> Passage fourni:
Terra Alta est cette première terre où j'accoste pour découvrir enfin l'univers romanesque d'un auteur qui m'attire depuis longtemps, Javier Cercas.

Terra Alta pourrait être qualifié à première vue de roman policier et il en possède d'ailleurs toutes les qualités, bien plus encore d'ailleurs que les polars d'écrivaillons milliardaires qui envahissent les têtes de gondoles des grandes surfaces au rayon dédié. Vous en avez lu un, vous les avez tous lus, d'une certaine manière c'est bien pratique.

Ce roman transgresse les codes du genre pour nous dévoiler une intrigue, prétexte aussi à nous amener vers d'autres chemins ...

J'ai peut-être enfin compris ici la raison pour laquelle les romans policiers contemporains ne me touchent plus. Ici la question centrale n'est pas de savoir de quoi parle ce livre, mais comment il en parle et comment il me parle.

> Matériel fourni:
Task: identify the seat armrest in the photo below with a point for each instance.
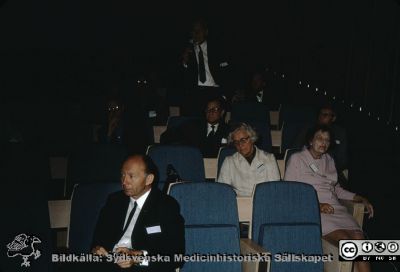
(356, 209)
(262, 264)
(335, 265)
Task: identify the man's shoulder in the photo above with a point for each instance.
(163, 200)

> Tâche à traiter: Prolongez la critique du roman Terra Alta en reprenant juste après sa dernière phrase.

> Réponse à la tâche:
Bien sûr il y a une intrigue policière, qui se mêle d'ailleurs à la terrible histoire de l'Espagne, celle de la guerre civile qui a meurtri inexorablement ce pays de 1936 à 1939. Mais il y a bien autre chose, sans doute un supplément d'âme, à commencer par la trajectoire du personnage principal, Melchor Márin, jeune policier chargé de l'enquête et qui traverse ce roman iconoclaste dans une sorte de pessimisme solaire qui m'a totalement happé.

Terra Alta est une terre oubliée aux confins d'une Catalogne intérieure, meurtrie par les stigmates du passé qui ne s'effacent peut-être pas définitivement.

Sur ces terres catalanes où désormais il ne se passe presque plus rien, un fait divers sordide va secouer les populations. On vient de retrouver, sans vie et déchiquetés, les corps des époux Adell, riches nonagénaires qui emploient la plupart des habitants du coin.

Mais voilà que peu à peu, ce polar m'invite à faire un pas de côté comme je les aime, de surcroît à plusieurs endroits.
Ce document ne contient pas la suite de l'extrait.